## ASSIGNMENT:
Below are some records: retype them all exactly, but not the pictures.

Segment Start: AVAILABLE DATA

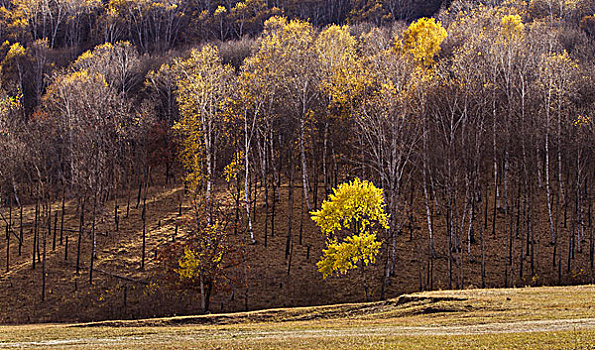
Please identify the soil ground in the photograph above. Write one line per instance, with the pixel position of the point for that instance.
(122, 290)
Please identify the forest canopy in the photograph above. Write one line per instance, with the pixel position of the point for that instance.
(485, 101)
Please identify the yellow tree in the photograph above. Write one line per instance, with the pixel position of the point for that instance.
(422, 40)
(349, 219)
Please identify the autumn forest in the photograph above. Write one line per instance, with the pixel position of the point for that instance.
(163, 157)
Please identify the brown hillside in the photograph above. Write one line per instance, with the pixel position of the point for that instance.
(122, 290)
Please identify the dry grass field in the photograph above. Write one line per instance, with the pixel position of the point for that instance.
(524, 318)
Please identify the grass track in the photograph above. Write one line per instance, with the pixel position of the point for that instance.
(527, 318)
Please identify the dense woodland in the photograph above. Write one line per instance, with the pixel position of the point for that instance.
(475, 123)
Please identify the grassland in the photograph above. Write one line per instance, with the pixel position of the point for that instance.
(527, 318)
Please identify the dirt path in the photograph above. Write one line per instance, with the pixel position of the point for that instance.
(162, 337)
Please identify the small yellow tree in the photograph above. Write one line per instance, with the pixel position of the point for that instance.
(354, 211)
(422, 40)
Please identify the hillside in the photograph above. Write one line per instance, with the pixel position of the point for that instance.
(526, 318)
(121, 290)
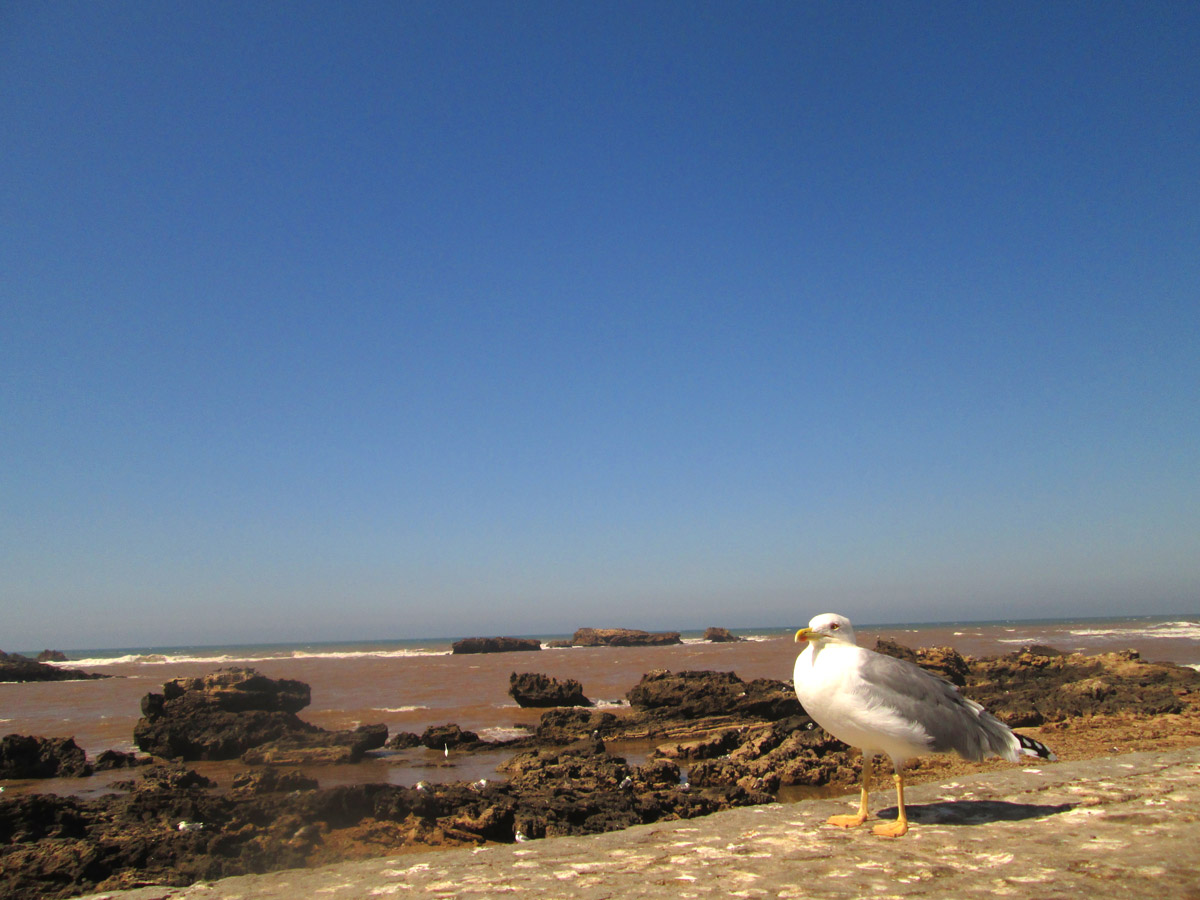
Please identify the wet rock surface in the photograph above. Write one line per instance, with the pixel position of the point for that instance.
(496, 645)
(714, 742)
(721, 635)
(235, 712)
(29, 756)
(619, 637)
(1119, 826)
(534, 689)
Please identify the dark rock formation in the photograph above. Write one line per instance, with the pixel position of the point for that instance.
(273, 781)
(496, 645)
(15, 667)
(25, 756)
(403, 741)
(533, 689)
(1026, 688)
(721, 635)
(1036, 685)
(119, 760)
(622, 637)
(567, 726)
(691, 695)
(237, 712)
(322, 748)
(172, 828)
(448, 737)
(791, 751)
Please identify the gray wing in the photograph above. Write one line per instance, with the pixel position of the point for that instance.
(953, 723)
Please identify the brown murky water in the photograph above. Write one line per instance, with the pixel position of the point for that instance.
(413, 687)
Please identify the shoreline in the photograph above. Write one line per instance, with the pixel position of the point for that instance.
(1075, 828)
(737, 742)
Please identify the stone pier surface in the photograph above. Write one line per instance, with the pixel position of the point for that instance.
(1109, 827)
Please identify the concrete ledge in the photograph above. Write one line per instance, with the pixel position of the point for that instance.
(1115, 826)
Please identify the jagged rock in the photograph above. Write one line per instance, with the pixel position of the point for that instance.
(564, 726)
(235, 690)
(273, 781)
(15, 667)
(119, 760)
(791, 751)
(721, 635)
(403, 741)
(623, 637)
(533, 689)
(441, 737)
(27, 756)
(693, 695)
(235, 711)
(1032, 687)
(330, 748)
(496, 645)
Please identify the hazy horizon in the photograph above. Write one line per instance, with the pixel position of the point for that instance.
(485, 317)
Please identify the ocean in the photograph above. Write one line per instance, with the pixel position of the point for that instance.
(411, 685)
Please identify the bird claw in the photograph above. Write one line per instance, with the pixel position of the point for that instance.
(891, 829)
(846, 821)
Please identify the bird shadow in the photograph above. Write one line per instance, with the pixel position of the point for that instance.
(970, 813)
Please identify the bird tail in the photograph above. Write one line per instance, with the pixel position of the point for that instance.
(1030, 747)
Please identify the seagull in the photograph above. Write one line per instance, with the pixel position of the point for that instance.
(883, 705)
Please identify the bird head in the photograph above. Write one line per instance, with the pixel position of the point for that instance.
(827, 627)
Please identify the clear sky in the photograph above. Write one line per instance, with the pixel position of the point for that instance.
(396, 319)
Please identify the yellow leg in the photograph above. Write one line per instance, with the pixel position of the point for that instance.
(857, 820)
(894, 829)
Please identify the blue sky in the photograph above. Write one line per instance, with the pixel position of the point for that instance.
(355, 321)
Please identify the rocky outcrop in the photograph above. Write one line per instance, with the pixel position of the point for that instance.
(237, 712)
(1032, 687)
(448, 737)
(27, 756)
(496, 645)
(621, 637)
(15, 667)
(322, 748)
(172, 828)
(721, 635)
(533, 689)
(694, 695)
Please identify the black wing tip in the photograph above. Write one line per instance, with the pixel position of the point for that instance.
(1035, 748)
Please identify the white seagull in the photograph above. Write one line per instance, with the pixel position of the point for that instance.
(883, 705)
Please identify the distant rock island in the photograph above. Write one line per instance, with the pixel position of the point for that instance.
(496, 645)
(721, 635)
(618, 637)
(15, 667)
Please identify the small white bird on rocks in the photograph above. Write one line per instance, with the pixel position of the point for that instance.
(883, 705)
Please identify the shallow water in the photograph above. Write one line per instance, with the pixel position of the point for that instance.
(413, 685)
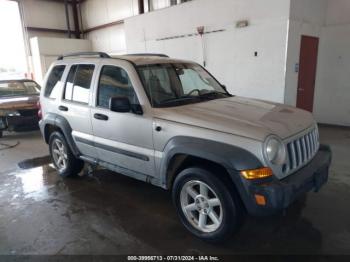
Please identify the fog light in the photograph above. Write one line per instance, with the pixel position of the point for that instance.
(257, 173)
(260, 200)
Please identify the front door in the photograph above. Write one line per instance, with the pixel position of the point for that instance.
(122, 139)
(307, 72)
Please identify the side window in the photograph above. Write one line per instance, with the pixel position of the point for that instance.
(52, 90)
(114, 81)
(78, 83)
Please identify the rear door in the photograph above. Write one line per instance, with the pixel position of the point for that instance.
(74, 106)
(122, 139)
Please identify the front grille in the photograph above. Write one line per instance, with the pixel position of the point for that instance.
(301, 150)
(28, 112)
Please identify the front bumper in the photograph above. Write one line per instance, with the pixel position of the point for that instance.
(279, 194)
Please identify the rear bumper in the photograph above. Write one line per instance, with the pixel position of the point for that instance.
(22, 123)
(279, 194)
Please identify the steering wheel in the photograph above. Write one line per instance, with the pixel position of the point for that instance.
(194, 90)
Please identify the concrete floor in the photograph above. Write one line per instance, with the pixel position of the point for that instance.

Segment End: AVAILABLE DATA

## SOLUTION TO THIS EXERCISE:
Please identify the soil ground in the photograph above. Write one line per instance, with the pixel position of the point for that instance.
(122, 290)
Please identify the forest canopy in the photograph above. Write one line per instance, with the pixel position of the point for that instance.
(485, 101)
Please identify the yellow tree in the photograph above. Write one line per instance, with the pixel position of the point for that instance.
(422, 40)
(349, 219)
Please identify the autumn forest in the photograph above. Write one line per instance, with the pixel position of the point for that instance.
(163, 157)
Please identify the brown hillside in the photograph above. Write one line per instance, with the pixel position of the point for that instance.
(122, 290)
Please identify the dry grass field in the photograph above. Write one line per instance, with the pixel position of the point for that instance.
(524, 318)
Please identify the grass track in the photograph above. Write one line per instance, with the pixel position of the point for that instance.
(527, 318)
Please identify the dense woodland in the photograph above. Write one line per instance, with the pixel position of the point for that instance.
(475, 123)
Please identify the grassland in the photograph above. Write one line per instance, with the pixel position of the point for that instance.
(527, 318)
Please identify the dirt path in the photograph above. Write one line per instance, with the pixel position of the point for that instance.
(162, 337)
Please identify the small yellow tree in the photograph above. Write one line per instance, with the pixel position of the point for that instance.
(354, 211)
(422, 40)
Please identify the hillside in the photograph above. Write one line per instance, with the pixel position of the point for that instance.
(526, 318)
(121, 290)
Please identify the wet rock surface in the photograph above. Write one line per instance, with the pixel position of the point for that instance.
(496, 645)
(714, 742)
(721, 635)
(235, 712)
(29, 756)
(619, 637)
(1119, 826)
(534, 689)
Please identify the dark rock formation in the photograph above. Write one line per instance, with the pixel position of the point for that instance.
(273, 781)
(496, 645)
(15, 667)
(25, 756)
(403, 741)
(533, 689)
(1026, 688)
(721, 635)
(1036, 685)
(119, 760)
(622, 637)
(567, 726)
(691, 695)
(237, 712)
(322, 748)
(172, 828)
(448, 737)
(791, 751)
Please identify the gray wing in the photograph above. Write one line per instance, with the pixel position of the point for that instance.
(953, 723)
Please identify the brown murky water in the photograph above. Write one line per instance, with the pixel position of the point for that instance.
(413, 687)
Please identify the shoreline in the photograph above. Write one line per instance, with the pixel position of the point for that instance.
(1075, 828)
(737, 742)
Please identify the stone pier surface in the photograph above. Write one line per instance, with the pixel position of the point for that instance.
(1109, 827)
Please identify the concrete ledge in the photograph above. Write one line per instance, with the pixel position of the point for that instance.
(1115, 826)
Please identify the jagged rock in the photograph above. Write one line per instance, with the pixel position of the point for that instance.
(564, 726)
(235, 690)
(273, 781)
(15, 667)
(119, 760)
(791, 751)
(721, 635)
(403, 741)
(623, 637)
(533, 689)
(441, 737)
(27, 756)
(693, 695)
(235, 711)
(1032, 687)
(330, 748)
(496, 645)
Please identify the hazy horizon in the photograph above. Write one line per instance, with the pixel position of the point for that instance.
(485, 317)
Please identify the ocean in the photograph above. Write one line per instance, with the pixel position of the point for that instance.
(411, 685)
Please identify the bird claw in the photograph above. Write one line per instance, with the pixel position of the point for that instance.
(891, 829)
(846, 821)
Please identify the bird shadow in the photograph above. Write one line per instance, with the pixel position of the point for that instance.
(970, 813)
Please identify the bird tail in the photograph above. Write one line per instance, with the pixel position of the point for that instance.
(1030, 747)
Please identify the seagull in the photograph above. Write one line per instance, with the pixel position of the point for that instance.
(883, 705)
Please identify the bird head in the photograph above. Write one line per instance, with the pixel position of the point for that instance.
(827, 627)
Please identify the clear sky in the photograph above. Write one line per instance, with the pixel position of the point for that instance.
(396, 319)
Please identify the yellow leg in the photograph above. Write one line per instance, with the pixel position of the point for that instance.
(857, 820)
(894, 829)
Please identify the blue sky in the photograph above. Write one line per instance, with the pixel position of the point for that instance.
(355, 321)
Please identify the rocky outcrop in the photograph above. Write one line per instance, with the pixel position of the point for that instance.
(237, 712)
(1032, 687)
(448, 737)
(27, 756)
(496, 645)
(621, 637)
(15, 667)
(322, 748)
(172, 828)
(721, 635)
(533, 689)
(694, 695)
Please identify the black wing tip in the photograph above. Write one line per instance, with the pixel position of the point for that instance.
(1035, 748)
Please identify the white seagull in the photograph above. Write one line per instance, with the pixel position of the point for that instance.
(883, 705)
Please identify the distant rock island in the photograph above. Write one line per instance, with the pixel position of the point for that instance.
(496, 645)
(721, 635)
(618, 637)
(15, 667)
Please identify the small white bird on rocks in the photograph above. Write one line per instance, with the pixel position of the point for that instance.
(883, 705)
Please identify the shallow water in the photograph above. Write one line per instance, with the pixel position of the point for that instance.
(413, 685)
Please identify the fog light in the photograph above. Write one line per instance, with the pixel position of the point for that instance.
(257, 173)
(260, 200)
Please identify the front door in the photograph above. Write one line per instance, with the pixel position of the point for that instance.
(122, 139)
(307, 72)
Please identify the side window in the photograph above. Write one line per instance, with the pixel position of the point for that instance.
(52, 90)
(114, 81)
(78, 83)
Please identify the rear door in the photograph above. Write one line per instance, with the pixel position of the point for that instance.
(74, 106)
(122, 139)
Please identify the front grille in the photograph above. Write one line per instance, with the pixel position of the point for that instance.
(301, 150)
(28, 112)
Please identify the front bumper in the photograph above. Write one line per instance, with the pixel position of the point for that instance.
(279, 194)
Please identify the rear bumper in the photograph above. Write one line per instance, with the pixel position of the point for that instance.
(22, 123)
(279, 194)
Please identify the steering wheel in the photograph above. Write one line per instance, with the pixel position of the point for that instance.
(194, 90)
Please identify the concrete floor in the photograph above. Write one line per instance, with the pixel position of the point for that instance.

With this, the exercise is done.